PROMPT | Retype all of the data. Every line must match exactly.

====== EXTRACTED INFORMATION ======

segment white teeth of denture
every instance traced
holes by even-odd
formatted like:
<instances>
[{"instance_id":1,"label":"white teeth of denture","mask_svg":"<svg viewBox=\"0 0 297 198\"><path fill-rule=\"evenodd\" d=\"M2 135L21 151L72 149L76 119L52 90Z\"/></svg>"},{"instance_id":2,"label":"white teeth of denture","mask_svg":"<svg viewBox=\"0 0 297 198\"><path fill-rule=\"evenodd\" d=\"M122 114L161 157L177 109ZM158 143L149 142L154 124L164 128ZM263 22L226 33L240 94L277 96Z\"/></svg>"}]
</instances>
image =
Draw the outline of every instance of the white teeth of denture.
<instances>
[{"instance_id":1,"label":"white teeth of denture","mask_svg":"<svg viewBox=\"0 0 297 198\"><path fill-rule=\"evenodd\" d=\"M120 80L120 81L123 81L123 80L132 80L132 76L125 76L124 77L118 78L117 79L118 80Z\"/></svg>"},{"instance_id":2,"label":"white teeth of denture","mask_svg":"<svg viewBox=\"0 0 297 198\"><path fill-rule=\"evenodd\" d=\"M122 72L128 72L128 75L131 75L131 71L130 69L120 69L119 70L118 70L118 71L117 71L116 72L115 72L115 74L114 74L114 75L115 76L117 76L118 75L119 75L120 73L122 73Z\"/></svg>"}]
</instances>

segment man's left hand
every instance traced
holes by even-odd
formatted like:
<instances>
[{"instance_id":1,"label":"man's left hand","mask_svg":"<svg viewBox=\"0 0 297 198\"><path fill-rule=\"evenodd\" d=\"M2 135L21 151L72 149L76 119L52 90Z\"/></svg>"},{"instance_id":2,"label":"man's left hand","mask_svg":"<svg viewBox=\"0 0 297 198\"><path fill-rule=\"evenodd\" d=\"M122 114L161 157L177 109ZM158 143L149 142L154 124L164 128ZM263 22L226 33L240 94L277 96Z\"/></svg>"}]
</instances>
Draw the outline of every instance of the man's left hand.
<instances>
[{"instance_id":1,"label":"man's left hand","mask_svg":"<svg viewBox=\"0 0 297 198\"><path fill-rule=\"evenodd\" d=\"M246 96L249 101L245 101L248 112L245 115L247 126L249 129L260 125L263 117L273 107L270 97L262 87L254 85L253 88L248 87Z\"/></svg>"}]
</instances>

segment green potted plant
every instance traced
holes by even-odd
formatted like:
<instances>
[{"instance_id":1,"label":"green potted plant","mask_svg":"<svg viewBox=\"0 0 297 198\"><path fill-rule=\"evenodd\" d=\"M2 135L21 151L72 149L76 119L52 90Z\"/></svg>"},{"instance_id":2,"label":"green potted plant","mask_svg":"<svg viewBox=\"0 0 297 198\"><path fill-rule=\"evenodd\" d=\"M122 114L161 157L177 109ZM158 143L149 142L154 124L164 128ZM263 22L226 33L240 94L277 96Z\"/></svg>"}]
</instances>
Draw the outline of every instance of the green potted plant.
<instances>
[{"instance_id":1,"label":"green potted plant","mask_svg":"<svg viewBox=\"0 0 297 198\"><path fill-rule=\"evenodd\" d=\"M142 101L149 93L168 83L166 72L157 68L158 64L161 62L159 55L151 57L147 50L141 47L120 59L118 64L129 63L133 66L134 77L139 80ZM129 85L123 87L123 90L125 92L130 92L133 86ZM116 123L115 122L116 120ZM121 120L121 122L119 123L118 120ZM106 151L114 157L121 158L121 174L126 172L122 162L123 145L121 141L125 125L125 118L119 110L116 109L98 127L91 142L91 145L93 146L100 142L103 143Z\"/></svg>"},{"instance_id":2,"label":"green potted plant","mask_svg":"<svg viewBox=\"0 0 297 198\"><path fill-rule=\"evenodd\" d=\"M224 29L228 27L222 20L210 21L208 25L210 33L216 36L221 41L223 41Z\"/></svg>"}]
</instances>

======

FINAL RESULT |
segment white teeth of denture
every instance traced
holes by even-odd
formatted like:
<instances>
[{"instance_id":1,"label":"white teeth of denture","mask_svg":"<svg viewBox=\"0 0 297 198\"><path fill-rule=\"evenodd\" d=\"M2 135L21 151L72 149L76 119L52 90Z\"/></svg>"},{"instance_id":2,"label":"white teeth of denture","mask_svg":"<svg viewBox=\"0 0 297 198\"><path fill-rule=\"evenodd\" d=\"M122 114L161 157L177 109ZM158 143L149 142L154 124L164 128ZM263 22L226 33L240 94L277 96Z\"/></svg>"}]
</instances>
image =
Draw the outline of every instance of the white teeth of denture.
<instances>
[{"instance_id":1,"label":"white teeth of denture","mask_svg":"<svg viewBox=\"0 0 297 198\"><path fill-rule=\"evenodd\" d=\"M120 80L120 81L123 81L123 80L132 80L132 76L125 76L124 77L118 78L117 79L118 80Z\"/></svg>"},{"instance_id":2,"label":"white teeth of denture","mask_svg":"<svg viewBox=\"0 0 297 198\"><path fill-rule=\"evenodd\" d=\"M122 72L128 72L128 75L131 75L131 71L130 69L120 69L119 70L118 70L118 71L117 71L116 72L115 72L115 74L114 74L114 75L115 76L117 76L118 75L119 75L120 73L122 73Z\"/></svg>"}]
</instances>

segment man's left hand
every instance traced
holes by even-odd
formatted like:
<instances>
[{"instance_id":1,"label":"man's left hand","mask_svg":"<svg viewBox=\"0 0 297 198\"><path fill-rule=\"evenodd\" d=\"M2 135L21 151L72 149L76 119L52 90Z\"/></svg>"},{"instance_id":2,"label":"man's left hand","mask_svg":"<svg viewBox=\"0 0 297 198\"><path fill-rule=\"evenodd\" d=\"M122 114L161 157L177 109ZM158 143L149 142L154 124L164 128ZM263 22L226 33L240 94L277 96Z\"/></svg>"}]
</instances>
Draw the outline of every instance of the man's left hand.
<instances>
[{"instance_id":1,"label":"man's left hand","mask_svg":"<svg viewBox=\"0 0 297 198\"><path fill-rule=\"evenodd\" d=\"M246 96L249 101L245 101L248 112L245 115L247 126L249 129L260 125L263 117L273 107L270 97L262 87L254 85L253 88L248 87Z\"/></svg>"}]
</instances>

segment green potted plant
every instance traced
holes by even-odd
formatted like:
<instances>
[{"instance_id":1,"label":"green potted plant","mask_svg":"<svg viewBox=\"0 0 297 198\"><path fill-rule=\"evenodd\" d=\"M2 135L21 151L72 149L76 119L52 90Z\"/></svg>"},{"instance_id":2,"label":"green potted plant","mask_svg":"<svg viewBox=\"0 0 297 198\"><path fill-rule=\"evenodd\" d=\"M122 114L161 157L177 109ZM158 143L149 142L154 124L164 128ZM263 22L226 33L240 94L277 96Z\"/></svg>"}]
</instances>
Draw the outline of every instance of the green potted plant.
<instances>
[{"instance_id":1,"label":"green potted plant","mask_svg":"<svg viewBox=\"0 0 297 198\"><path fill-rule=\"evenodd\" d=\"M142 101L149 93L168 83L166 72L157 68L158 64L161 62L159 55L151 57L147 50L141 47L120 59L118 64L129 63L133 66L134 77L139 80ZM129 85L123 87L123 90L125 92L130 92L133 86ZM116 123L115 122L116 120ZM121 120L121 122L119 123L118 120ZM106 151L114 157L121 158L121 174L126 172L122 162L123 145L121 141L125 125L125 118L119 110L116 109L98 127L91 142L91 145L93 146L100 142L103 143Z\"/></svg>"},{"instance_id":2,"label":"green potted plant","mask_svg":"<svg viewBox=\"0 0 297 198\"><path fill-rule=\"evenodd\" d=\"M224 29L228 27L222 20L210 21L208 25L210 33L216 36L221 41L223 41Z\"/></svg>"}]
</instances>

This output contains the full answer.